SOURCE MATERIAL >>
§

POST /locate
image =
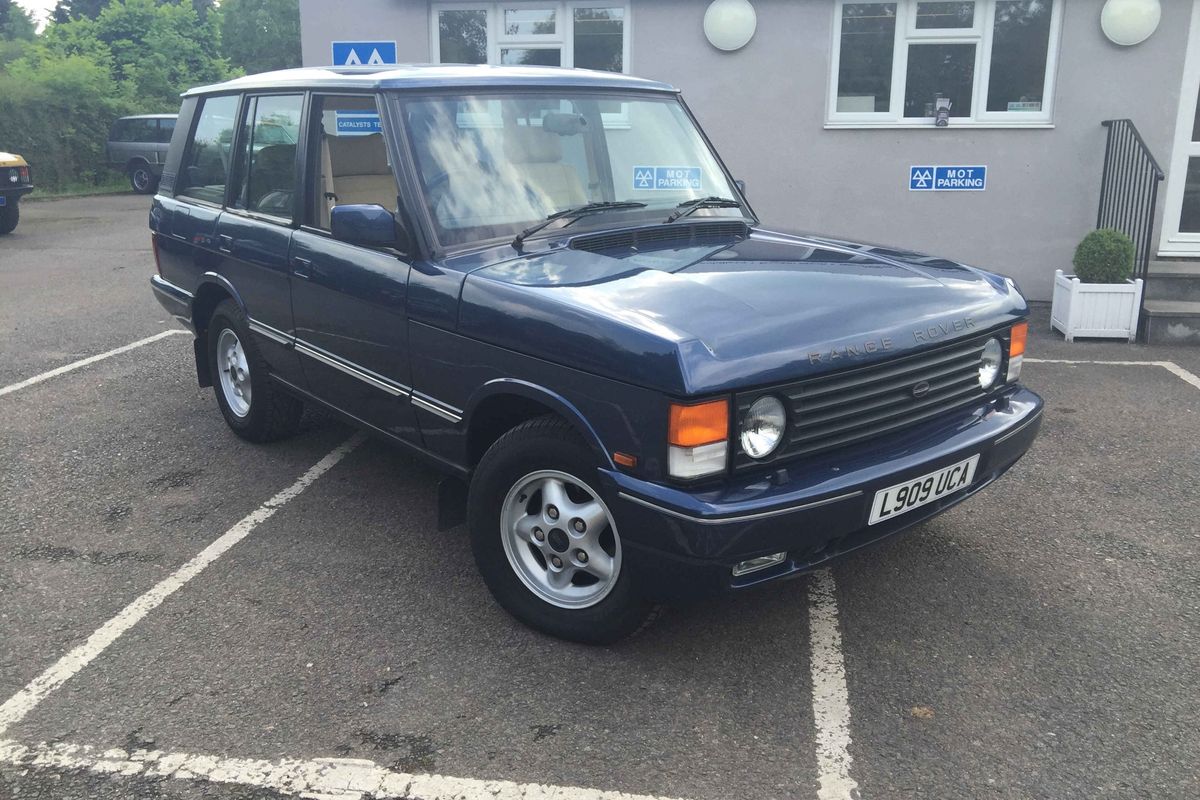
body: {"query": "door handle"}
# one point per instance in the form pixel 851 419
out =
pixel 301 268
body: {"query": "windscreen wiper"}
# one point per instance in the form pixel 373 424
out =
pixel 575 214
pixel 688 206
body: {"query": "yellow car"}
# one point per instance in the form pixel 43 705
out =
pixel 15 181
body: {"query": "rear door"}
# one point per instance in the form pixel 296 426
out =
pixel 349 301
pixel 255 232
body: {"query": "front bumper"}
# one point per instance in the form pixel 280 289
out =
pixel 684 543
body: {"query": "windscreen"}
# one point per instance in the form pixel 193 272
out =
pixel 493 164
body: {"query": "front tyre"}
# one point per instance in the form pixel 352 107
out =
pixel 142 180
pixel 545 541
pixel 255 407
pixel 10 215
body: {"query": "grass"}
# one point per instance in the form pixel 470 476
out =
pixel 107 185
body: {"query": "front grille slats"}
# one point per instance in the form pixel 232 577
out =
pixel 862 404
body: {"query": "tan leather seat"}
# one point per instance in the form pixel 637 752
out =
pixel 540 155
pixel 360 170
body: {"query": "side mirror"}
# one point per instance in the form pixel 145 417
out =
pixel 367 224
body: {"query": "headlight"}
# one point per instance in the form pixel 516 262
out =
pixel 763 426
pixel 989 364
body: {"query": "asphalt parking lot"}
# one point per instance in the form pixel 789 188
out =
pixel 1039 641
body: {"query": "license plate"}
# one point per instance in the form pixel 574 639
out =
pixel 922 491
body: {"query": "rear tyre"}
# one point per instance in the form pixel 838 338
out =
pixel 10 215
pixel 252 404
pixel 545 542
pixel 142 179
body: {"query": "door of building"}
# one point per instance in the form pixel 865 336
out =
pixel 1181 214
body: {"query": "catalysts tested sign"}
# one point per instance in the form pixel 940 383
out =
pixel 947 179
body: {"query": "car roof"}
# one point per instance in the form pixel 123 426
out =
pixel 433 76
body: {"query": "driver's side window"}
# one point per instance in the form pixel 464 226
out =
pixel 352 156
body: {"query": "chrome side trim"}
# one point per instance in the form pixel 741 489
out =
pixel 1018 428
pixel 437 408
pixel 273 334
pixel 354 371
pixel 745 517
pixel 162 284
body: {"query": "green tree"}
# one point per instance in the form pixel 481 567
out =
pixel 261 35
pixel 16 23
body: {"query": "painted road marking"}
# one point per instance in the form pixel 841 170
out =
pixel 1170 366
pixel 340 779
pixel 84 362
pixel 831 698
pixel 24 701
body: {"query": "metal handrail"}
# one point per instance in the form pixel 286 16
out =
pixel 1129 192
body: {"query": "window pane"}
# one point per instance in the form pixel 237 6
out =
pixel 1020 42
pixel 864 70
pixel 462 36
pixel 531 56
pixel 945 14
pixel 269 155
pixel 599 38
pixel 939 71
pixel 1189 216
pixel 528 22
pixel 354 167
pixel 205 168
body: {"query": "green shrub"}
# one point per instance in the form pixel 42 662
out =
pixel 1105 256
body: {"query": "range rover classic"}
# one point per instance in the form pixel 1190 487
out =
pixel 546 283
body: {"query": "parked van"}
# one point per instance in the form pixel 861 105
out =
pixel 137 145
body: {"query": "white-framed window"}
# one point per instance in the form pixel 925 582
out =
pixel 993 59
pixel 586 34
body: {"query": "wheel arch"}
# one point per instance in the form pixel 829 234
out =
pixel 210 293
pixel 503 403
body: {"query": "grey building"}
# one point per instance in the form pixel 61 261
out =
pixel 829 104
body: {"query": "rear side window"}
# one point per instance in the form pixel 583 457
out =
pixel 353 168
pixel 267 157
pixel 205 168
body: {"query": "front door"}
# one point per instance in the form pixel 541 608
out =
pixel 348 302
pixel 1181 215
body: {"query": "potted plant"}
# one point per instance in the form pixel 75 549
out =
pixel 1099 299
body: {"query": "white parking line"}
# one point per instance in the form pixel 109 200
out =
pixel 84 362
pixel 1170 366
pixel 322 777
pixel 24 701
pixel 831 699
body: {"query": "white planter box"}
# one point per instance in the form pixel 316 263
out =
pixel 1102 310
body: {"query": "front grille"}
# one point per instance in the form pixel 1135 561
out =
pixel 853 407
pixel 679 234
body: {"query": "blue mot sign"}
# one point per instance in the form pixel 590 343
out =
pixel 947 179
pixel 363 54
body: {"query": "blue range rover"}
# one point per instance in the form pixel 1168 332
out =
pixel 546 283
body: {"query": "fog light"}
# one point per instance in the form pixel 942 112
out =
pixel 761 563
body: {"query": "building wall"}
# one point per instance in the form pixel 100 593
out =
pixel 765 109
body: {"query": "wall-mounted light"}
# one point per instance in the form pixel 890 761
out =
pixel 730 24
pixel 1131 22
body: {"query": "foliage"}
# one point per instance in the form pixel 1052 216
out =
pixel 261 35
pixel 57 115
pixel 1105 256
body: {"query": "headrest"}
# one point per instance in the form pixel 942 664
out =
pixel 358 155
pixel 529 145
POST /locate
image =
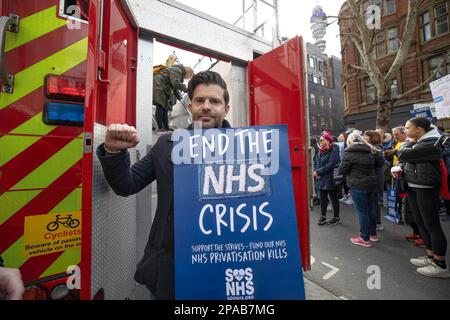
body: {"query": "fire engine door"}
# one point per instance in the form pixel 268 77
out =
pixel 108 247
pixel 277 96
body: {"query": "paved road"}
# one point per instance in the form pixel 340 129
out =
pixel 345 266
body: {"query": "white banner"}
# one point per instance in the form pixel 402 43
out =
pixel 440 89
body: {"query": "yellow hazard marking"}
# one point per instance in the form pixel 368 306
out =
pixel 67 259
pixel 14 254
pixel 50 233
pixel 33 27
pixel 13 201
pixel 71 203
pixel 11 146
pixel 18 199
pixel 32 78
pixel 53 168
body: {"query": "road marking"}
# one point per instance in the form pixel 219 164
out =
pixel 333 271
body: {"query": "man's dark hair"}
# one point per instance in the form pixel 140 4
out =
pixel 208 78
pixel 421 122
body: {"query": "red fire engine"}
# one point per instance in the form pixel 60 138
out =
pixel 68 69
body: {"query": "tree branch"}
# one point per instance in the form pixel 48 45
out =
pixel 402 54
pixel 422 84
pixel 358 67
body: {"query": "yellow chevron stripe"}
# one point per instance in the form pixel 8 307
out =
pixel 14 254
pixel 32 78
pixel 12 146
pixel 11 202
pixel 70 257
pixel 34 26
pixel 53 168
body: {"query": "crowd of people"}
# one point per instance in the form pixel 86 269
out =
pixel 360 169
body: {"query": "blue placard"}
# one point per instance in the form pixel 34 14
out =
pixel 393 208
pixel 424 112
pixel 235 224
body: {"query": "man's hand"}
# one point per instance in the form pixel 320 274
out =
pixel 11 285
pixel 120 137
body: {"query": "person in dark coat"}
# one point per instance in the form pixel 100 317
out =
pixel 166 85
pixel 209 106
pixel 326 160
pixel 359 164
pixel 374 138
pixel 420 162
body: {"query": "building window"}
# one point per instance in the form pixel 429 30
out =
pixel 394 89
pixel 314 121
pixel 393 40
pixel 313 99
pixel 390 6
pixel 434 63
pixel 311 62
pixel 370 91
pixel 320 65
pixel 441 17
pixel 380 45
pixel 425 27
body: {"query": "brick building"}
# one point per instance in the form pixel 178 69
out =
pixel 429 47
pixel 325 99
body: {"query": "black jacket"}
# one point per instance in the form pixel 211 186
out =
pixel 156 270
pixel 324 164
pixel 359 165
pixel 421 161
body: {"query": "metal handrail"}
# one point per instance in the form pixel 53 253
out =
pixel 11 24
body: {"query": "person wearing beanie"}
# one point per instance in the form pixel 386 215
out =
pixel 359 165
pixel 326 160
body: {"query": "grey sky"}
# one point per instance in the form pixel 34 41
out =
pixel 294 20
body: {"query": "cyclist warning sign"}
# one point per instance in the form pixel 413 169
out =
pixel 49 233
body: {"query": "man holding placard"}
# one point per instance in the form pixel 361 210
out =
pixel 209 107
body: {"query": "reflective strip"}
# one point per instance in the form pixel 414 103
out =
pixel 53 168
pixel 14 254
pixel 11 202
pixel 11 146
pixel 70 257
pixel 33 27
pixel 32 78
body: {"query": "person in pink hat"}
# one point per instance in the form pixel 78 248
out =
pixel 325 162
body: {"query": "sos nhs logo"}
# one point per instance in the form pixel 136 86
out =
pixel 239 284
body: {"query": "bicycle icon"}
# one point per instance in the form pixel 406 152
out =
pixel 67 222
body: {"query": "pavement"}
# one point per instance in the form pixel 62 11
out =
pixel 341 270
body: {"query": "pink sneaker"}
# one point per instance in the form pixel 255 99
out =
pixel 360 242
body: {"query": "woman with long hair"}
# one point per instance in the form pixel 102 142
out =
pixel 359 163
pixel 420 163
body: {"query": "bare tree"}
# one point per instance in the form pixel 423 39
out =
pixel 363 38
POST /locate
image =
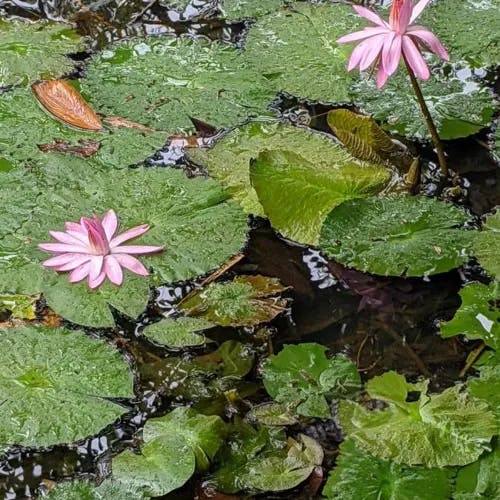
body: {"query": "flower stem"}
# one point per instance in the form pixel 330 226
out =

§

Reproduce the listing above from its first line up to and including the line with "pixel 688 206". Leave the pictures out of your copy.

WRITTEN ANSWER >>
POST /locate
image =
body: {"query": "door handle"}
# one point per instance in the form pixel 851 419
out =
pixel 301 268
body: {"query": "windscreen wiper"}
# one point per instance in the form pixel 373 424
out =
pixel 575 214
pixel 688 206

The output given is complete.